▶ **EXCERPTED PASSAGE**
That, to me, looks like a classic case of feeding the workpiece into the rotating cutter such that you're routing 'uphill' against the grain of the timber. There are ways of strategically changing direction when routing that will minimise (if not eliminate) this from happening so that you only route 'downhill', but you do need to work with cutters that have bearings on top and bottom.

I made a brief write-up about this topic a while back. You may find it useful for future reference:

 

Yes Curtisa, I fed the workpiece against the fiber, sometimes happens, specially in the horns zone and sometimes in the neck pocket (this zone is more problematic) for that resason I do it with hand router because I have more control. Thanks for the article Curtisa, very interesting, is important to learn why this tear outs occurs and how to avoid them.

▶ **AIM OF THE EXERCISE**
Check each of the following statements against the routing discussion above, and answer yes or no with the deciding words quoted from it. 1. Changing direction so that you route only downhill requires cutters with bearings on both top and bottom. 2. The reply calls the neck pocket the more problematic zone. 3. The reply says the hand router is avoided there because it gives less control.

▶ **INFORMATION SHOWN**
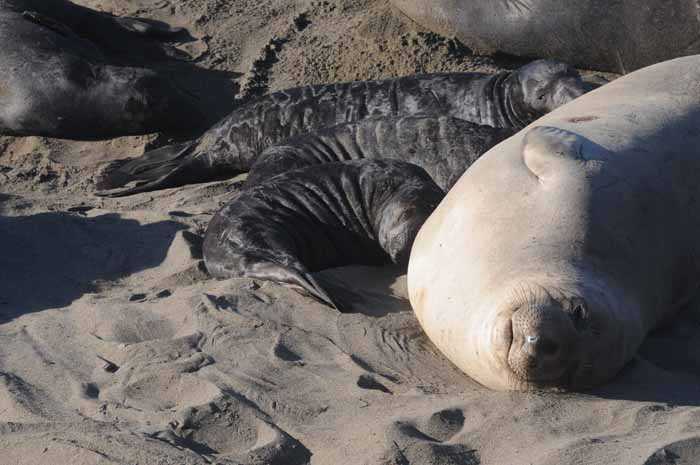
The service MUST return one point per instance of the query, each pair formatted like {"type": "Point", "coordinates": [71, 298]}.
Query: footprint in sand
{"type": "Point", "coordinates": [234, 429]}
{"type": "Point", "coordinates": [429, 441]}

...

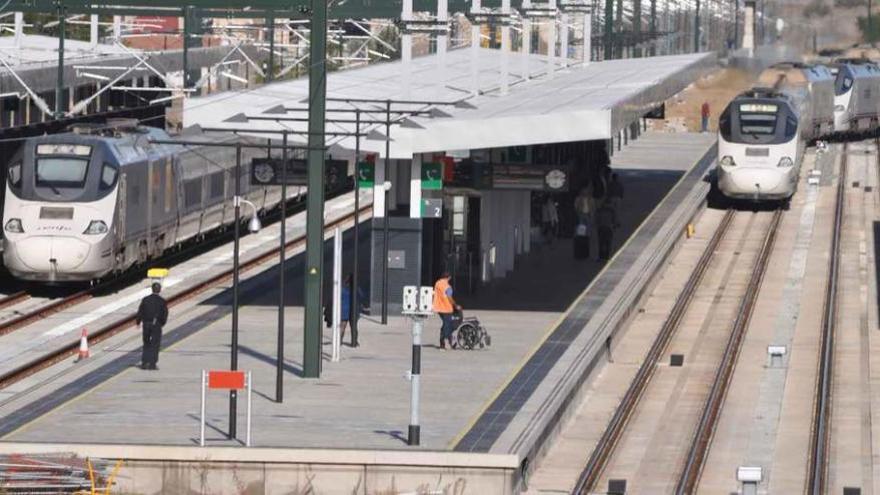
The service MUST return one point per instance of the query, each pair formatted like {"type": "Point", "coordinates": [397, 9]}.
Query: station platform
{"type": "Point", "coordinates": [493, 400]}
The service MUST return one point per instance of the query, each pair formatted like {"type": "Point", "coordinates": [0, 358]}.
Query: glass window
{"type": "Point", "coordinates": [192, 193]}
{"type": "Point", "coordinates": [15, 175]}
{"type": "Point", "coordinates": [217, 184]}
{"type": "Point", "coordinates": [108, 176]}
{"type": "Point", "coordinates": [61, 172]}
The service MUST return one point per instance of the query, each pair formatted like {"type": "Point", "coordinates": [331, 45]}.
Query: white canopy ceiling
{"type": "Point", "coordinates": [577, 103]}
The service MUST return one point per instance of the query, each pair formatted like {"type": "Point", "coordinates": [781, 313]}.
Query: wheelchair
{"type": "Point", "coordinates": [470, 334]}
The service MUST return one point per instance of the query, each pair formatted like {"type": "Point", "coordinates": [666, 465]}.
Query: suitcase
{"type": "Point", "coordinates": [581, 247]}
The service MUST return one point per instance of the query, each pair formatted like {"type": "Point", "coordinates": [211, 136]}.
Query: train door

* * *

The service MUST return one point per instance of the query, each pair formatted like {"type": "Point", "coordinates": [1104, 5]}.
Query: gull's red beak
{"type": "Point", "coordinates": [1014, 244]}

▶ **WORKED SOLUTION**
1. Yes: "you do need to work with cutters that have bearings on top and bottom"
2. Yes: "sometimes in the neck pocket (this zone is more problematic)"
3. No: "I do it with hand router because I have more control"